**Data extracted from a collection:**
---*---

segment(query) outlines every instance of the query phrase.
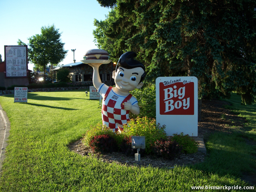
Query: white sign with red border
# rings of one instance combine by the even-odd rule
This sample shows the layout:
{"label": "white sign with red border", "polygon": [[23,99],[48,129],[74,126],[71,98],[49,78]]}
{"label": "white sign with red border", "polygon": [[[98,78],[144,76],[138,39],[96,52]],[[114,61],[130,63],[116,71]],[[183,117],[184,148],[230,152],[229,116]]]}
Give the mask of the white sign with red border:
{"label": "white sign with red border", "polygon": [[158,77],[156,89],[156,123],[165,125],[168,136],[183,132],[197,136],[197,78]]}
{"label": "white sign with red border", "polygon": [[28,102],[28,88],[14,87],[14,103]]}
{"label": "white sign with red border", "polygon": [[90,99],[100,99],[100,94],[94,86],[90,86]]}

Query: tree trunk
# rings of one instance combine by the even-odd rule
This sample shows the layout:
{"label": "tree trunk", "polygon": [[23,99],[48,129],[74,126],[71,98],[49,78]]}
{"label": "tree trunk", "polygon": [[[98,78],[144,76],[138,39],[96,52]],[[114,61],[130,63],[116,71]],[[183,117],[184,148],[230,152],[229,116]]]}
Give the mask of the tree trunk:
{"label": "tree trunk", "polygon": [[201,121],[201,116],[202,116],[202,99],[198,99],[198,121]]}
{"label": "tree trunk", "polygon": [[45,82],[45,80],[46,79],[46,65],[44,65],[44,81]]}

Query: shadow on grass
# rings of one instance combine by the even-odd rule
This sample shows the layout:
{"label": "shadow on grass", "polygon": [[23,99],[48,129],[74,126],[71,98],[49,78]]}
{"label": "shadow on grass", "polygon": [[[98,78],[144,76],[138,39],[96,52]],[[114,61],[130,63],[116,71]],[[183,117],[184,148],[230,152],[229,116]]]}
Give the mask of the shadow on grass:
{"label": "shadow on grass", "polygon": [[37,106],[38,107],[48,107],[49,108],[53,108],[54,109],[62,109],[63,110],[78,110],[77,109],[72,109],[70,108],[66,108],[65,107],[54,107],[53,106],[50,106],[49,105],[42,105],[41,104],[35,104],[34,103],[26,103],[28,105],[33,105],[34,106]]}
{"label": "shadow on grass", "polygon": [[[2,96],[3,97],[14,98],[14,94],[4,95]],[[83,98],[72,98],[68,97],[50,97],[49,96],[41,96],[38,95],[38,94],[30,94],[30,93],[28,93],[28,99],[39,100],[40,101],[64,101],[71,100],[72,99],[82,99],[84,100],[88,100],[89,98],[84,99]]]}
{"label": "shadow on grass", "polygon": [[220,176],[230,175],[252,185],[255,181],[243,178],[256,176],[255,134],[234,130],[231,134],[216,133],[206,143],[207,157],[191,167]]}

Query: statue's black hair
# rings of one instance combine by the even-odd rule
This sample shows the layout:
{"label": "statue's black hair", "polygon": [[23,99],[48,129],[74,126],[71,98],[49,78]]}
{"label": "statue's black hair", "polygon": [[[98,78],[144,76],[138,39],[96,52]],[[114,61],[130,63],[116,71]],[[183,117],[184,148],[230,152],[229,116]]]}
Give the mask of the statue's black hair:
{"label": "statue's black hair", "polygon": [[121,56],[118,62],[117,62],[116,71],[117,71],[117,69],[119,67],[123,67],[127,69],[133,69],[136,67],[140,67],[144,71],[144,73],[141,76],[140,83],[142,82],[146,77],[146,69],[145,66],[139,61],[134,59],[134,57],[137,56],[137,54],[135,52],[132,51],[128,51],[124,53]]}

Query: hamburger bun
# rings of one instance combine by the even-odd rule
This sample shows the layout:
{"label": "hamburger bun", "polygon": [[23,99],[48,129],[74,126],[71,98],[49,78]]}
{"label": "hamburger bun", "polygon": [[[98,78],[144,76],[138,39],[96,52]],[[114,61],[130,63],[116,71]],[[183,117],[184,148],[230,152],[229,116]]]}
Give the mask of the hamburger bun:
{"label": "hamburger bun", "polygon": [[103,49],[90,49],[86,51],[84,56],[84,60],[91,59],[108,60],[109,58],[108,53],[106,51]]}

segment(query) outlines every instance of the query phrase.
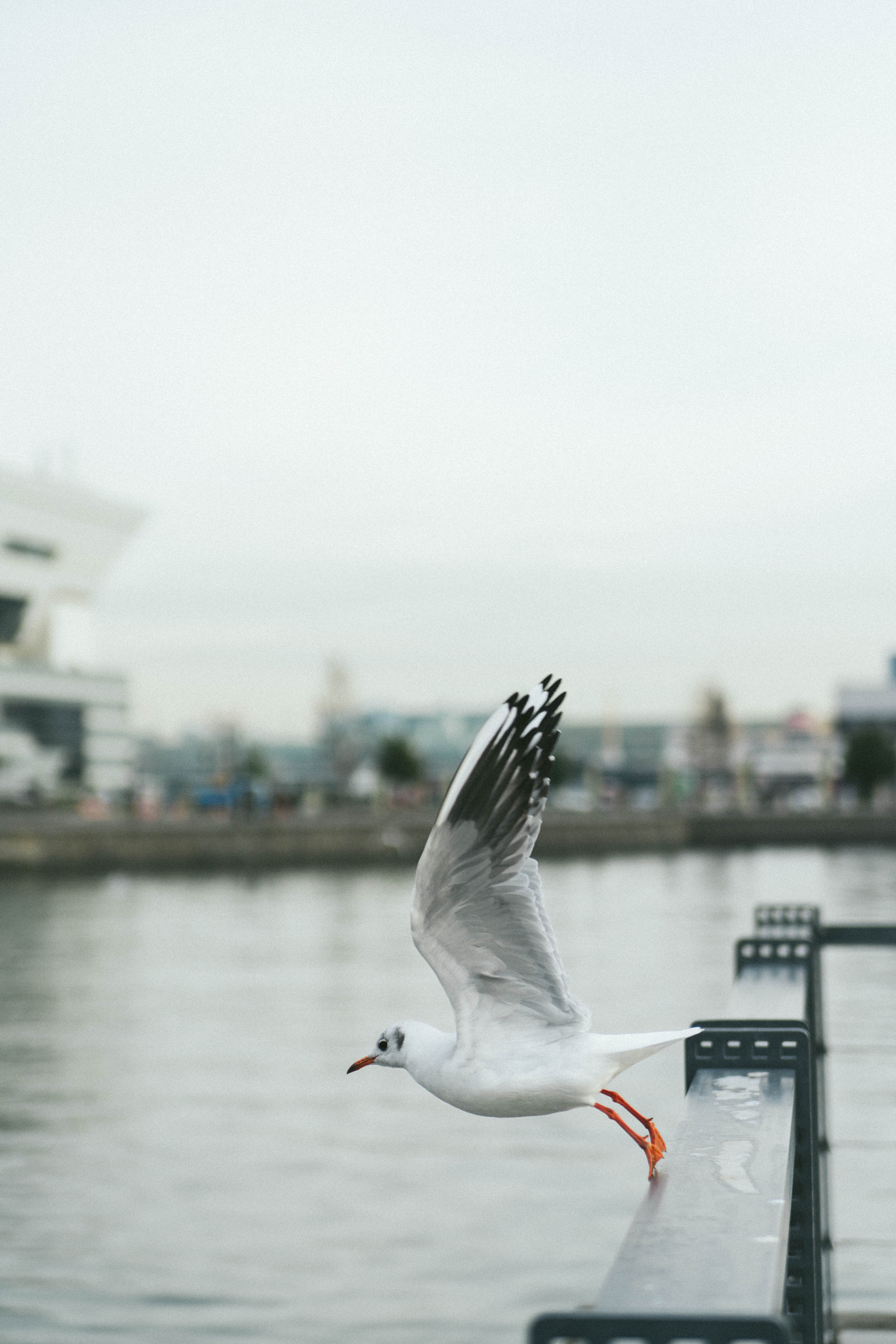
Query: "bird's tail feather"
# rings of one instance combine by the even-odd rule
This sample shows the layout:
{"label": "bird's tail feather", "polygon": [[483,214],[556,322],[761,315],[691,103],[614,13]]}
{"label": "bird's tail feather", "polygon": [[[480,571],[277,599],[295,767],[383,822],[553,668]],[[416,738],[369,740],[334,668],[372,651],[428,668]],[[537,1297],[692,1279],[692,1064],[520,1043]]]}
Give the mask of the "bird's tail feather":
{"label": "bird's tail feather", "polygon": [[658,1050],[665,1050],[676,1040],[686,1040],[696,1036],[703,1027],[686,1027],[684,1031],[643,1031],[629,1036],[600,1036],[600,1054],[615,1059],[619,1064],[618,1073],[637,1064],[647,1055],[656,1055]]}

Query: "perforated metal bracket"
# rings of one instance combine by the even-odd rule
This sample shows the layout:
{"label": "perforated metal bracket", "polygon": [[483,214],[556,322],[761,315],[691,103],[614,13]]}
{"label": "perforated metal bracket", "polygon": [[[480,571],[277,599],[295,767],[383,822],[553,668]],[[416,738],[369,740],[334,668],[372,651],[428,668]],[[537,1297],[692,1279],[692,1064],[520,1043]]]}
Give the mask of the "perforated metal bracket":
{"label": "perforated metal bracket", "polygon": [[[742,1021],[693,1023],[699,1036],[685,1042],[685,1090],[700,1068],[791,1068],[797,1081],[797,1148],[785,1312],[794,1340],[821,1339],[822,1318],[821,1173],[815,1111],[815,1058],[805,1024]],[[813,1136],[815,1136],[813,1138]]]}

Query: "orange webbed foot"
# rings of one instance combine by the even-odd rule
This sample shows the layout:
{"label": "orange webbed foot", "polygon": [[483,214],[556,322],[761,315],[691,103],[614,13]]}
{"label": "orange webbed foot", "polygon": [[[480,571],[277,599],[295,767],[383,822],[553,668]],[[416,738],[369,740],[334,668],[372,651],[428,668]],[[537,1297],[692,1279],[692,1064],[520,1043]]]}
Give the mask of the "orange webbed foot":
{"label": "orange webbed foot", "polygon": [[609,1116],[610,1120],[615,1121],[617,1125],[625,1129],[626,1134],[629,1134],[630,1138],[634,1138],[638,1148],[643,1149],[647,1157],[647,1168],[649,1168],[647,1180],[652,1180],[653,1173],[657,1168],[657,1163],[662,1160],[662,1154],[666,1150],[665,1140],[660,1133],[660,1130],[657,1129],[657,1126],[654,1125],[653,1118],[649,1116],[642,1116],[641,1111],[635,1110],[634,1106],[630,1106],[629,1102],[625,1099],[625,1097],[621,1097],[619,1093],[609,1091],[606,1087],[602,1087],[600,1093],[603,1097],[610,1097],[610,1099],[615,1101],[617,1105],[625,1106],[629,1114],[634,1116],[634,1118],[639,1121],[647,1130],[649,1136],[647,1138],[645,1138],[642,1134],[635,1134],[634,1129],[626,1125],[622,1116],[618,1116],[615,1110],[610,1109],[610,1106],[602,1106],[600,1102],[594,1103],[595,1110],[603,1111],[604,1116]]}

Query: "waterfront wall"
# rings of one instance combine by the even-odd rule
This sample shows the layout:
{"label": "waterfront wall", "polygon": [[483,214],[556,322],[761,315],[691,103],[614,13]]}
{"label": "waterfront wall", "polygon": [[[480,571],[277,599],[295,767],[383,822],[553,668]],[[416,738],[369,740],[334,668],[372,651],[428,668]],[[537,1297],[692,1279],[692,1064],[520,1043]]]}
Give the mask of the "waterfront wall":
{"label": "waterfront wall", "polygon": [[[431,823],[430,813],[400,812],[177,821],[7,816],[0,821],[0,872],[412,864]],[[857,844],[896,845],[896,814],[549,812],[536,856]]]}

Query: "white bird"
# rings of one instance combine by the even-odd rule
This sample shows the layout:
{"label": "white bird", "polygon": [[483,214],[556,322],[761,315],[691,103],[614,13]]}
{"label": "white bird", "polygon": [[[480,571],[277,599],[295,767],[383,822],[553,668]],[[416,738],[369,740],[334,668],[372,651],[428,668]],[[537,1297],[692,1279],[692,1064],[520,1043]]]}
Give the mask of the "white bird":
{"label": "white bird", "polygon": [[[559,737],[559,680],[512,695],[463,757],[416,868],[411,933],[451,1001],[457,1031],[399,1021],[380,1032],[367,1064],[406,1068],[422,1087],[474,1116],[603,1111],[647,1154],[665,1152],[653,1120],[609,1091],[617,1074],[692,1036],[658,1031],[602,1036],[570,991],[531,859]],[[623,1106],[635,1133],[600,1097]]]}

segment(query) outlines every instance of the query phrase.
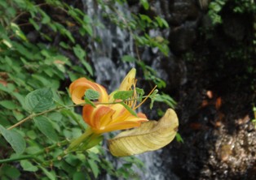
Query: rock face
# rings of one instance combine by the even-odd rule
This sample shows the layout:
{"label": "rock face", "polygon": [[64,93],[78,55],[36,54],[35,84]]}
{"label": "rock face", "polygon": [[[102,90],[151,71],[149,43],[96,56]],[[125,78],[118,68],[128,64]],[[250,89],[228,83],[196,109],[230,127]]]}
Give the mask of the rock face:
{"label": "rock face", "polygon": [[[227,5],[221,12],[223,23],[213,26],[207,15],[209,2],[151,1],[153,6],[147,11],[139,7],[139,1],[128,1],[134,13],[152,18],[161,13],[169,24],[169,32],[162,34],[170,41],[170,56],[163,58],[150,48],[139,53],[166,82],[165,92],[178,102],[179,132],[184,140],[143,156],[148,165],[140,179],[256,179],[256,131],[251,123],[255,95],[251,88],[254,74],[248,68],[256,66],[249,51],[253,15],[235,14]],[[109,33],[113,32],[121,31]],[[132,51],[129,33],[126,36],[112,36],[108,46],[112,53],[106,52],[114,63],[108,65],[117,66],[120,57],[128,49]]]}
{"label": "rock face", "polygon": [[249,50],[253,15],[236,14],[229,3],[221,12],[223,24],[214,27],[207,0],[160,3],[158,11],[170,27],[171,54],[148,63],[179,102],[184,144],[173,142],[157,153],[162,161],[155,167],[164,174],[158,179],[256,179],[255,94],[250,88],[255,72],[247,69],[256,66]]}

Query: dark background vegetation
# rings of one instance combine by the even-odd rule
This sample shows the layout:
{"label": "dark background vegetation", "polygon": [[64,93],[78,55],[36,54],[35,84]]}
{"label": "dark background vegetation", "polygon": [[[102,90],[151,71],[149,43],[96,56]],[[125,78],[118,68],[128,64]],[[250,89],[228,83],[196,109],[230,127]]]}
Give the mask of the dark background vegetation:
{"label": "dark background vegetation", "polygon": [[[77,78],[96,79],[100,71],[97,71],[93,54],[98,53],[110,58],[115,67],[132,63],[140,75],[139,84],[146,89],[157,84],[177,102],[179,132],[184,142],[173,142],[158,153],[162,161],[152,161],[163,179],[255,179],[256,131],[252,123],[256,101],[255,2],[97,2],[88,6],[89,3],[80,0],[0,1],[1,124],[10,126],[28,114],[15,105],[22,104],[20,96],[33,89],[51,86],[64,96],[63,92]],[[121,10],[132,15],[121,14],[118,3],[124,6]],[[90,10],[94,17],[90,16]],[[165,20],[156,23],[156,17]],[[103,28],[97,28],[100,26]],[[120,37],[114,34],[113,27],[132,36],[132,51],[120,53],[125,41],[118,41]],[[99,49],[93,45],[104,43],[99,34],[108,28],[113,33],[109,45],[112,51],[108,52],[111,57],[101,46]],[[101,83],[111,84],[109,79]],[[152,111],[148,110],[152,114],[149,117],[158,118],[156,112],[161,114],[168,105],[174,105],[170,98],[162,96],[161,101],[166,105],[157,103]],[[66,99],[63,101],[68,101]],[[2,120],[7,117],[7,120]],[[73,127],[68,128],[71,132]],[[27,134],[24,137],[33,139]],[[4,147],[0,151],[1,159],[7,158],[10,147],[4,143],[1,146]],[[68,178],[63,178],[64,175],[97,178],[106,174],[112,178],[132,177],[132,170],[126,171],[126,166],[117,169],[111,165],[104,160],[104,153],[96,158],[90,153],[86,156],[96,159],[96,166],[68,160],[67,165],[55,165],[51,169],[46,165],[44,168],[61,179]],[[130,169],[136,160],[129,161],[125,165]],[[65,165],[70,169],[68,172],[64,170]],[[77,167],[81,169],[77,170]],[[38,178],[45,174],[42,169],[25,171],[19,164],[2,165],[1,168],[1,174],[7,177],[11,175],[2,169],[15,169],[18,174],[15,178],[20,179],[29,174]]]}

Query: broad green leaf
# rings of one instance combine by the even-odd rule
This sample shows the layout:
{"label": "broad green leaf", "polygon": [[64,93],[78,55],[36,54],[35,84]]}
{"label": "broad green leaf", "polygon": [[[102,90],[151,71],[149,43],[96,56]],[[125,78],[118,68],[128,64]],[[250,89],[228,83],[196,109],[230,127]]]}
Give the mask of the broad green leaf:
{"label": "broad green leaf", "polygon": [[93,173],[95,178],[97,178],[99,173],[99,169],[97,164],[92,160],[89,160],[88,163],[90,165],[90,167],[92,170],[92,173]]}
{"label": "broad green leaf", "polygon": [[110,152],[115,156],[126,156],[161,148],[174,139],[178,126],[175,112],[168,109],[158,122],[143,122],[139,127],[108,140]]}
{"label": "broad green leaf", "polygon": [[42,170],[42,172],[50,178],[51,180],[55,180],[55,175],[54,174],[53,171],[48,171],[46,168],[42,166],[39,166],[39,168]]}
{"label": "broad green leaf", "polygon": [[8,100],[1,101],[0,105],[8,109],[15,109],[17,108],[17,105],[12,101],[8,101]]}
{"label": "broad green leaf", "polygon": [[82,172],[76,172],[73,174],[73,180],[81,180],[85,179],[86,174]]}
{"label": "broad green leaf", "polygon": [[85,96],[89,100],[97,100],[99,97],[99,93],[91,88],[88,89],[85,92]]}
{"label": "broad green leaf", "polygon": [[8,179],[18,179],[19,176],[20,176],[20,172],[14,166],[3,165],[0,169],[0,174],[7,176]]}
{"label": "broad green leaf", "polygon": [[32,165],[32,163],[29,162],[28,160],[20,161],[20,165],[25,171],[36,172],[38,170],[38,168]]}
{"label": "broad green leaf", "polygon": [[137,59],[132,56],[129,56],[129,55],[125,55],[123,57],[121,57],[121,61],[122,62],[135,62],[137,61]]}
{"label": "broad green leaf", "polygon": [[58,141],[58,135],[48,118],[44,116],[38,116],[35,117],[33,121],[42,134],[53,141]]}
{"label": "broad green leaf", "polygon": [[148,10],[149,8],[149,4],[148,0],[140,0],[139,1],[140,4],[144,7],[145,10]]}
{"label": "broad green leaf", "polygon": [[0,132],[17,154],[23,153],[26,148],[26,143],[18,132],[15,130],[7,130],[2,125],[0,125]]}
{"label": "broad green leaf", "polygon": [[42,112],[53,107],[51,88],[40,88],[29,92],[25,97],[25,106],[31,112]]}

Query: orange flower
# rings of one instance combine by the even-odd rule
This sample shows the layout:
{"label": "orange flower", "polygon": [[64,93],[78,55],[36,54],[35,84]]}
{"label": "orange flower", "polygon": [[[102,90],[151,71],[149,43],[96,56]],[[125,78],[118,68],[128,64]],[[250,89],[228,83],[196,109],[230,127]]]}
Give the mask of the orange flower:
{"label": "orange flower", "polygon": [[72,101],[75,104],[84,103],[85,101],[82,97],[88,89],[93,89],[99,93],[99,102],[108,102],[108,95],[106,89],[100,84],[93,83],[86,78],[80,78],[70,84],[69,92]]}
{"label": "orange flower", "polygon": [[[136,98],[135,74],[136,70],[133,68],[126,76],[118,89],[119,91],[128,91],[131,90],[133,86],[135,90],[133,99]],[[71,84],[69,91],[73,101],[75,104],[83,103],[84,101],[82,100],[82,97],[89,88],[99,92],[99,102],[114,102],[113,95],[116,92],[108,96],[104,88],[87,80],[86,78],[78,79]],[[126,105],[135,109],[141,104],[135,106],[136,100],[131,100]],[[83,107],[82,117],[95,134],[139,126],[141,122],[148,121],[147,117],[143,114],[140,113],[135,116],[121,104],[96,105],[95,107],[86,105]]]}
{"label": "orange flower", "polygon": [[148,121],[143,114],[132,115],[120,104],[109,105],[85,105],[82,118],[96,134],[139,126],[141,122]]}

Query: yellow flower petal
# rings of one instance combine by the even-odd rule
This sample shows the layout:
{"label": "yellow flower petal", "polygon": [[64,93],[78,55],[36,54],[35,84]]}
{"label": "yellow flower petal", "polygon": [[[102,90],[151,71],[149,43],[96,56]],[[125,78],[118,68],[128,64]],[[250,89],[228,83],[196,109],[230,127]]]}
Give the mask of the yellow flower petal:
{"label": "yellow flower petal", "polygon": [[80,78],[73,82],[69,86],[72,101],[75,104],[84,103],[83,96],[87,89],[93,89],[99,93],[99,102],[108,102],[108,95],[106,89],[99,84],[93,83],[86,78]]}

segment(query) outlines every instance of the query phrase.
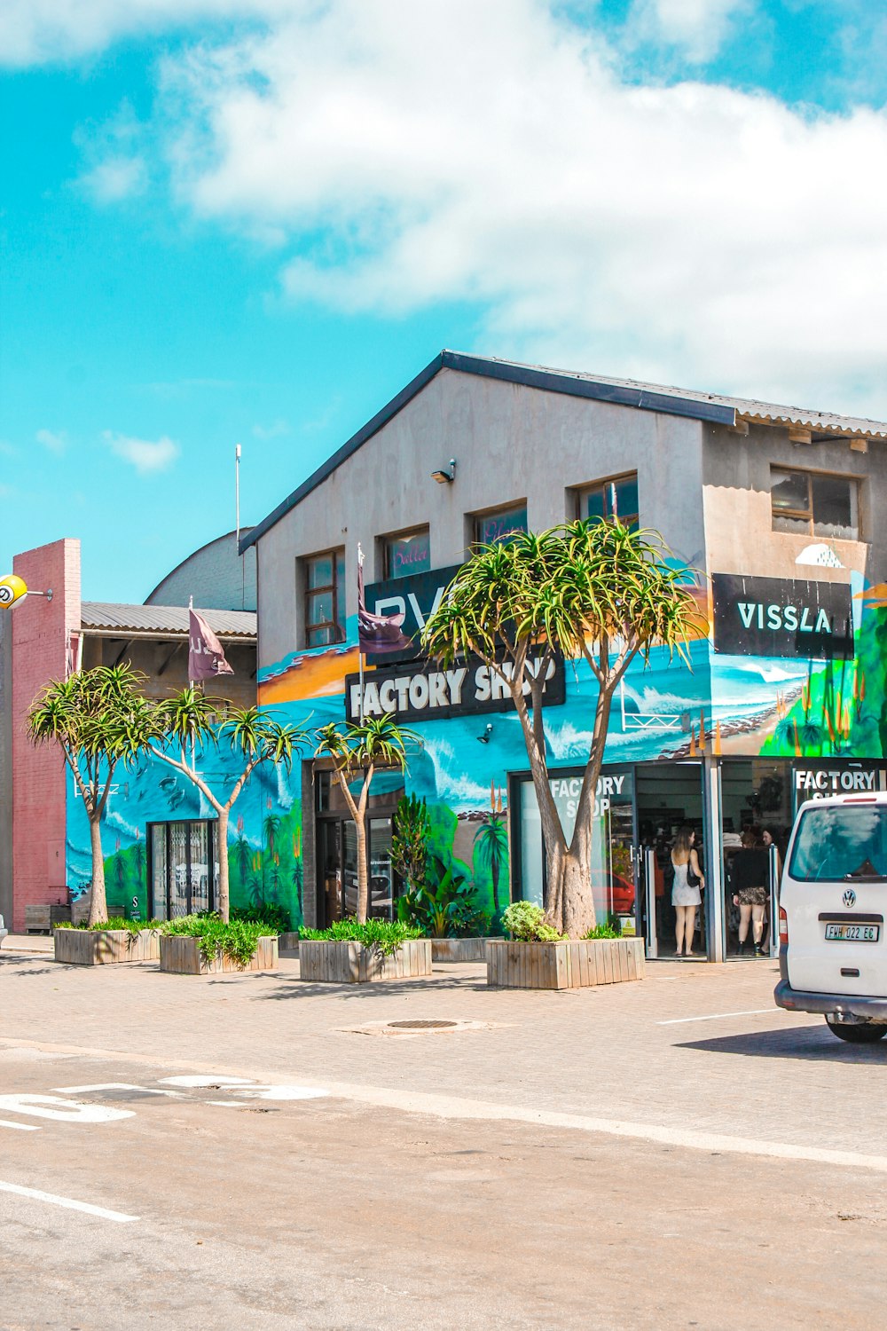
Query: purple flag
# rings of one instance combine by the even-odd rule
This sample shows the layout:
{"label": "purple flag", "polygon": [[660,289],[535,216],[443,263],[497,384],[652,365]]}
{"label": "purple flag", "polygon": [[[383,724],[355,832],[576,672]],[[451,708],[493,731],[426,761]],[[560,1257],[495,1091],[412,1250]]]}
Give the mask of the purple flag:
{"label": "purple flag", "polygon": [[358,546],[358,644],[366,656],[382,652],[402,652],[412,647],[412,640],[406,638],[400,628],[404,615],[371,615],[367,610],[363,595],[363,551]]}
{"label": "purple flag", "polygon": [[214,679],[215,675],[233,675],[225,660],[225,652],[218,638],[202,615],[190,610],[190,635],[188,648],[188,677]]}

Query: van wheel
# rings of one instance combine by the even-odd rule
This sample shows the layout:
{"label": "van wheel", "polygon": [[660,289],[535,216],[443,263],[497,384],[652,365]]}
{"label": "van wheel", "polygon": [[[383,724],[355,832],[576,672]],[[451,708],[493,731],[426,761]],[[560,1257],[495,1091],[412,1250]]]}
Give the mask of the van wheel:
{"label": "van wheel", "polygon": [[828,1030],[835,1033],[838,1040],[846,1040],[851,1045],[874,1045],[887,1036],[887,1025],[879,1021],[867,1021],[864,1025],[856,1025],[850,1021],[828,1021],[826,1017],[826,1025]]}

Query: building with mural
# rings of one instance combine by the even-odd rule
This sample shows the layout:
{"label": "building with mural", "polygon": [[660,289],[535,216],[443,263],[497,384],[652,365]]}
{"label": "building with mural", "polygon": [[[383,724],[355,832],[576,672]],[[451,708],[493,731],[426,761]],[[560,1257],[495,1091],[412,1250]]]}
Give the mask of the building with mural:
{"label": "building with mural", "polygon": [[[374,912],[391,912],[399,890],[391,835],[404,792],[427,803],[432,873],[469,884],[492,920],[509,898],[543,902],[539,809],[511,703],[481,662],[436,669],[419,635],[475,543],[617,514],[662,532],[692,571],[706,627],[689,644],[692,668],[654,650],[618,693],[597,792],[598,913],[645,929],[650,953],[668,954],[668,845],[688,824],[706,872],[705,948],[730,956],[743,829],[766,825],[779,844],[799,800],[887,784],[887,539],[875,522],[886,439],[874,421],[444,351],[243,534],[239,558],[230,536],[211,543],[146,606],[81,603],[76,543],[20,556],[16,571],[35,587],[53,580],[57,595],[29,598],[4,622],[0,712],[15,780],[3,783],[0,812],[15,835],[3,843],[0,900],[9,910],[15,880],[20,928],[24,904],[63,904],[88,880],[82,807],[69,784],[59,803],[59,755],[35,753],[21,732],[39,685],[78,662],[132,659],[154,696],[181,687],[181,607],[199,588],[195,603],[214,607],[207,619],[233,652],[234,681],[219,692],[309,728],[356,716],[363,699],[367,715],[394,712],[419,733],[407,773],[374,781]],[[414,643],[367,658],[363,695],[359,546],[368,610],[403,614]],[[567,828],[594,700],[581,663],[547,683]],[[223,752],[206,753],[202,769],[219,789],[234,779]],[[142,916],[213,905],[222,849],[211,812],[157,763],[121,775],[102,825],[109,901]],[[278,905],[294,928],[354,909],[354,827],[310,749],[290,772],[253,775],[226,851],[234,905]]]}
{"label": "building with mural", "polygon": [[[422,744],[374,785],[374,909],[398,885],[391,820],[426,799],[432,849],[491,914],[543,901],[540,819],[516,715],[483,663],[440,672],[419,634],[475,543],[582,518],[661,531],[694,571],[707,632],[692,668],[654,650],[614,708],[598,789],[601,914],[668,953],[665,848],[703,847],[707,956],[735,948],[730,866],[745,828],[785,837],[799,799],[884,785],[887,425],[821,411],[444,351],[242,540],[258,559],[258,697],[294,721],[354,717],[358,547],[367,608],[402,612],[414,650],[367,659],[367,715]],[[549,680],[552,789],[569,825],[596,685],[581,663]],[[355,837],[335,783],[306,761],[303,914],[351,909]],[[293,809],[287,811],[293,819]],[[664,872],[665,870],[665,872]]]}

---*---

**Written instruction:** Write out the lines that begin at the one containing "Query: statue's black hair" and end with the one containing "Give the mask of the statue's", including both of those lines.

**Output of the task:**
Query: statue's black hair
# rings of one instance combine by the even-odd rule
This sample shows the layout:
{"label": "statue's black hair", "polygon": [[23,99],[48,129],[74,126],[71,98],[49,78]]}
{"label": "statue's black hair", "polygon": [[[98,78],[144,76],[138,39],[96,52]],[[114,61],[130,63],[116,71]],[[183,117],[184,148],[230,152],[229,116]]]}
Give the mask of the statue's black hair:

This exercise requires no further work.